Return, word for word, the part of the Kal Penn article that starts at "At least, that’s" and ends at "degenerate Westwood university.".

BEGIN EXCERPT TO READ

Memo to Hollywood actors: If you try to leave the Fiji-watered confines of this SoCal oasis, suicide is the only way out.

At least, that’s how it seemed last week when Kal Penn, of Harold & Kumar fame, left his most recent gig as Dr. Kutner on Fox’s “House” to join President Obama’s administration as an associate director at the Office of Public Liaison, where he will help the Obama White House “…connect with arts and entertainment groups as well as the Asian and Pacific Islander communities.”

The move doesn’t come out of the blue for Penn, who was a staunch advocate for Obama during his campaign and met the president and some of his aides in the process. And he seems to have the academic creds for the job, having recently taught a course on Asian-Americans and the media at the University of Pennsylvania ¬– this in spite of his atrocious undergraduate choice of education at that degenerate Westwood university.

Penn described his new job in an interview with E! Online by noting that, “What the OPL [Office of Public Liaison] does is similar in a sense to what I was doing on the campaign in that they try to take the administration itself out of Washington. So they go into communities across the country, continue the sorts of dialogue that people had started during the campaign…”

This is the kind of civic responsibility that comes, I trust, with an inspirational president and a new administration. Penn has expressed interest in eventually returning to his acting career, but his willingness to put a bigger paycheck and the idolatry of obsessive “House”-fans and stoners everywhere on hold speaks to what must be a genuine effort to make this White House a more accessible and reactive (not reactionary) place.

Contrasting sharply with Penn’s decision, however, is the entirely out-of-the-blue decision of Fox to turn his departure into a bizarre, inexplicable spectacle. To “House” fans, Dr. Kutner’s death by suicide was a stunning and sudden one, and Fox played to their raw emotion by directing them to a memorial on their Web site with a faux-obituary. Sandwiched in with the fiction is a link to the very serious National Alliance on Mental Illness, which was also promoted in the coda of the show to encourage any viewers with self-destructive thoughts to call the Alliance.

END EXCERPT TO READ
BEGIN STUDY MATERIAL

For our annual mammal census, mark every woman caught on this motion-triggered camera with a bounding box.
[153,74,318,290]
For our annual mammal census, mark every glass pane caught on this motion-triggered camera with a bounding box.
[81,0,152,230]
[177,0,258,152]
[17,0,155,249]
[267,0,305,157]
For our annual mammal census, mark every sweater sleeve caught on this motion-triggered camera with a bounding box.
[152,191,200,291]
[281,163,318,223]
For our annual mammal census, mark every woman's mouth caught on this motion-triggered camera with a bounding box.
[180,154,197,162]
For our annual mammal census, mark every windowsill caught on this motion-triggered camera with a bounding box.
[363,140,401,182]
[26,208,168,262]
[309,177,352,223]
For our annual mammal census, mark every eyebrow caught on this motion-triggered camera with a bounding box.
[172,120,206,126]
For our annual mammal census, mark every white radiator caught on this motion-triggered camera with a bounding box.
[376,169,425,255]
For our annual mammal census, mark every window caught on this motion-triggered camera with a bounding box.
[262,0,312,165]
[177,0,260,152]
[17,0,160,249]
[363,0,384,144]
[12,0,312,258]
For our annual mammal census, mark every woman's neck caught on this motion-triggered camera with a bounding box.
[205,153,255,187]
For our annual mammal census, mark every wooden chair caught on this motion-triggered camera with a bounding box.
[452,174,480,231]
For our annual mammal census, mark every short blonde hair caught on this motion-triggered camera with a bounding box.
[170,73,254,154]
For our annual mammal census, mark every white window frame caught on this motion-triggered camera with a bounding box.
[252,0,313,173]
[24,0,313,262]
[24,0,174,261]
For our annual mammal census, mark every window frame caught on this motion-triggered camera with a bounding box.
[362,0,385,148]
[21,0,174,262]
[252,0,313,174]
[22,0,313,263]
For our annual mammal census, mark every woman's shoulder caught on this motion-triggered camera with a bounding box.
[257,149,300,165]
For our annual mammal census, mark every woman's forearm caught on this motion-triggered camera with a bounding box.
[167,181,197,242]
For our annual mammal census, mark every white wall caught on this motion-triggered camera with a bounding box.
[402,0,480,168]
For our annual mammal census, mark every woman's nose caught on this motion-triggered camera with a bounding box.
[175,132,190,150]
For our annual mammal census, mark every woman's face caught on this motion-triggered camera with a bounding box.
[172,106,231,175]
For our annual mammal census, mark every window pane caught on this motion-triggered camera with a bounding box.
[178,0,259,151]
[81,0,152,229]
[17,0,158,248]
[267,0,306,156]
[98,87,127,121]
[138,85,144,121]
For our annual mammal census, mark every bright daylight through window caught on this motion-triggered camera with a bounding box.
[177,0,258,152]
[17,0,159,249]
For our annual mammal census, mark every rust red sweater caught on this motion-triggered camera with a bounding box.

END STUDY MATERIAL

* _OUTPUT BELOW_
At least, that’s how it seemed last week when Kal Penn, of Harold & Kumar fame, left his most recent gig as Dr. Kutner on Fox’s “House” to join President Obama’s administration as an associate director at the Office of Public Liaison, where he will help the Obama White House “…connect with arts and entertainment groups as well as the Asian and Pacific Islander communities.”

The move doesn’t come out of the blue for Penn, who was a staunch advocate for Obama during his campaign and met the president and some of his aides in the process. And he seems to have the academic creds for the job, having recently taught a course on Asian-Americans and the media at the University of Pennsylvania ¬– this in spite of his atrocious undergraduate choice of education at that degenerate Westwood university.